• Problem details: Reproduce the rows verbatim, starting at the first line and continuing through the line that contains "[0,0,626,113]", including that line.

Region labeling rows:
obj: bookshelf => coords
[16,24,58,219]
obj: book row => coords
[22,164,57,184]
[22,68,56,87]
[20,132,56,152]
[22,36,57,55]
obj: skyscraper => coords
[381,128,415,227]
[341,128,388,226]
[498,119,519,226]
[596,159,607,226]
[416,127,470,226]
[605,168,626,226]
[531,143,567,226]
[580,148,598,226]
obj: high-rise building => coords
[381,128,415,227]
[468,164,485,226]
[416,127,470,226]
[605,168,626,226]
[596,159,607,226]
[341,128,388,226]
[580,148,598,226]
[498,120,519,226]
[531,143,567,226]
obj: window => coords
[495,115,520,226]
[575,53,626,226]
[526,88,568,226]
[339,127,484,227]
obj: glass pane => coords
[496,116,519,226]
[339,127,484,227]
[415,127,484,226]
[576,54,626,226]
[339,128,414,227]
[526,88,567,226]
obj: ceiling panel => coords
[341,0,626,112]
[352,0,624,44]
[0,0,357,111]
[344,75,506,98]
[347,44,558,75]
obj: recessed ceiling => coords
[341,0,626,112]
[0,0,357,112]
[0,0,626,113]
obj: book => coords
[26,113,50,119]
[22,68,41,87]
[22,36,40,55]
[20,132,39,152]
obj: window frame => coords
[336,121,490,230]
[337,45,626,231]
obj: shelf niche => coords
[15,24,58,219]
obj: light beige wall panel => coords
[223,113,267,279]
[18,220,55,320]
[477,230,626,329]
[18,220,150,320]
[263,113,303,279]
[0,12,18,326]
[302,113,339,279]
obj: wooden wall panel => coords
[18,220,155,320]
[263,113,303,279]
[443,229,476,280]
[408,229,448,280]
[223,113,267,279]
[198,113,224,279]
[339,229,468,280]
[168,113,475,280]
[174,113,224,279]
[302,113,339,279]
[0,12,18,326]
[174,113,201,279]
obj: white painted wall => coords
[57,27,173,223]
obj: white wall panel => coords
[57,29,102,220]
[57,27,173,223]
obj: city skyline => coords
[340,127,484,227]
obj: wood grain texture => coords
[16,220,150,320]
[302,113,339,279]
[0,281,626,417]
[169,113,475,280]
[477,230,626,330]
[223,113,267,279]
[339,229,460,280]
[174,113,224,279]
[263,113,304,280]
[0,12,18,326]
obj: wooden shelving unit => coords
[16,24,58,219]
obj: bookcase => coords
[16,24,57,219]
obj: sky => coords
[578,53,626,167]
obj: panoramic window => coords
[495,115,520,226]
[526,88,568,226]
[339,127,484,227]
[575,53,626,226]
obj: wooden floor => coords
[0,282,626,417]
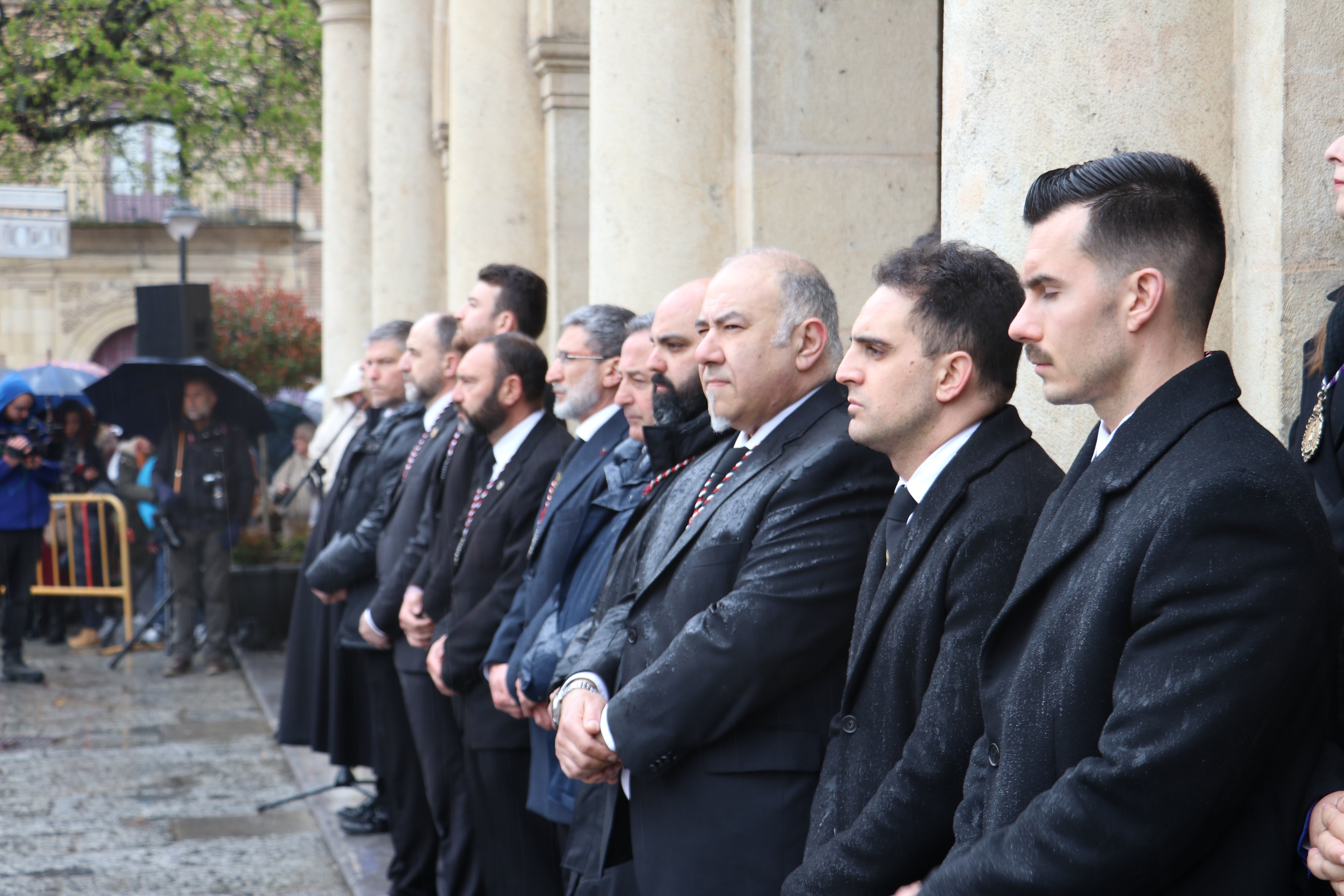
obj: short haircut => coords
[477,333,550,402]
[417,312,457,355]
[476,265,546,338]
[719,247,844,364]
[872,234,1025,403]
[1023,152,1227,337]
[364,321,411,352]
[625,312,653,338]
[560,305,634,357]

• Reply to the exercise:
obj: bookshelf => coords
[16,24,58,219]
obj: book row => coords
[22,164,57,184]
[22,68,56,87]
[20,132,56,152]
[22,36,57,55]
obj: skyscraper => coords
[381,128,415,227]
[341,128,388,226]
[498,119,519,226]
[596,159,607,226]
[416,127,470,226]
[605,168,626,226]
[531,143,567,226]
[580,148,598,226]
obj: high-rise building => coords
[381,128,415,227]
[468,164,485,226]
[416,127,470,226]
[605,168,626,226]
[596,159,607,226]
[341,128,388,226]
[580,148,598,226]
[498,120,519,226]
[531,143,567,226]
obj: window => coords
[495,115,520,226]
[575,53,626,226]
[526,88,568,226]
[339,127,484,227]
obj: glass pane => coords
[496,116,519,226]
[339,127,484,227]
[415,127,484,226]
[576,54,626,226]
[339,128,414,227]
[526,88,567,226]
obj: ceiling panel => coords
[341,0,626,112]
[352,0,624,44]
[0,0,357,111]
[344,75,506,98]
[347,44,558,75]
obj: recessed ceiling => coords
[341,0,626,112]
[0,0,357,112]
[0,0,626,113]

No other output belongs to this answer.